### Goal
Rewrite the lines of every item below as a numbered list, dropping any blank lines.

### Material provided
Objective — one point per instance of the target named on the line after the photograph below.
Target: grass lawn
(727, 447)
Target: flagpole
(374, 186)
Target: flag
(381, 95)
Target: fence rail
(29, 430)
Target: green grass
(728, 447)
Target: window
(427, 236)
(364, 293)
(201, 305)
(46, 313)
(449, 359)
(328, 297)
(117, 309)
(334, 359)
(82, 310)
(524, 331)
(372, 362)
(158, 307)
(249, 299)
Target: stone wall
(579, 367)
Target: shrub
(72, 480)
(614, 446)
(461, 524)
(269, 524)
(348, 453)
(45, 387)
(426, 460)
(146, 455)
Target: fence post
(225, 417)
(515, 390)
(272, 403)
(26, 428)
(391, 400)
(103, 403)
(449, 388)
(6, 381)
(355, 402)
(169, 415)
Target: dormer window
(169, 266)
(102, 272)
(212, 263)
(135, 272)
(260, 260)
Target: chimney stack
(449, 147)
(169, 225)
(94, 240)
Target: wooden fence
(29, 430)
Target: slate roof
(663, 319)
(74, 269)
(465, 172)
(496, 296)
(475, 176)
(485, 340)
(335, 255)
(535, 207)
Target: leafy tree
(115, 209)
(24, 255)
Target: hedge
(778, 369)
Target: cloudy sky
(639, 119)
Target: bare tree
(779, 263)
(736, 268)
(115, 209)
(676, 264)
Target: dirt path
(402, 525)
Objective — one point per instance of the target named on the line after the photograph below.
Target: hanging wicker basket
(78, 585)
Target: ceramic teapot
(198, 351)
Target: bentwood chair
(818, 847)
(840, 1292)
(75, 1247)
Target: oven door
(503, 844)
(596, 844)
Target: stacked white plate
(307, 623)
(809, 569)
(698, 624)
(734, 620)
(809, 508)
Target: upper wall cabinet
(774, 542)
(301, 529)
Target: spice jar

### Solution for this problem
1. Objective — one point per instance of the target named on the line after the photograph below.
2. Target: grass lawn
3. (727, 447)
4. Target: flagpole
5. (374, 186)
6. Target: flag
7. (381, 95)
8. Target: fence rail
9. (29, 430)
10. Target: green grass
11. (728, 447)
12. Target: window
13. (427, 236)
14. (364, 293)
15. (201, 305)
16. (46, 313)
17. (449, 359)
18. (328, 297)
19. (117, 309)
20. (334, 359)
21. (82, 310)
22. (524, 331)
23. (372, 362)
24. (158, 307)
25. (249, 299)
26. Target: stone wall
27. (579, 367)
28. Target: shrub
29. (72, 480)
30. (614, 446)
31. (461, 524)
32. (269, 524)
33. (348, 453)
34. (45, 387)
35. (426, 460)
36. (146, 455)
37. Target: fence post
38. (225, 417)
39. (515, 390)
40. (272, 403)
41. (26, 428)
42. (391, 400)
43. (103, 403)
44. (449, 388)
45. (6, 381)
46. (355, 402)
47. (169, 415)
48. Target: dormer window
49. (169, 266)
50. (102, 272)
51. (212, 263)
52. (135, 272)
53. (260, 260)
54. Target: chimney stack
55. (449, 147)
56. (169, 225)
57. (94, 240)
58. Target: wooden fence
59. (29, 430)
60. Target: slate roof
61. (663, 319)
62. (74, 269)
63. (465, 172)
64. (496, 296)
65. (475, 176)
66. (485, 340)
67. (335, 255)
68. (535, 207)
69. Target: leafy tree
70. (115, 209)
71. (24, 255)
72. Target: hedge
73. (778, 369)
74. Target: cloudy sky
75. (639, 119)
76. Target: bare tree
77. (779, 263)
78. (736, 268)
79. (115, 209)
80. (676, 264)
81. Target: dirt path
82. (402, 525)
83. Objective — one point per instance of the target named on the line after the photograph below.
84. Target: hanging wicker basket
85. (78, 585)
86. Target: ceramic teapot
87. (198, 351)
88. Target: bentwood chair
89. (818, 847)
90. (840, 1292)
91. (75, 1247)
92. Target: oven door
93. (503, 844)
94. (596, 844)
95. Target: stacked white plate
96. (307, 623)
97. (809, 569)
98. (698, 624)
99. (734, 620)
100. (809, 508)
101. Target: upper wall cabinet
102. (774, 542)
103. (301, 529)
104. Target: spice jar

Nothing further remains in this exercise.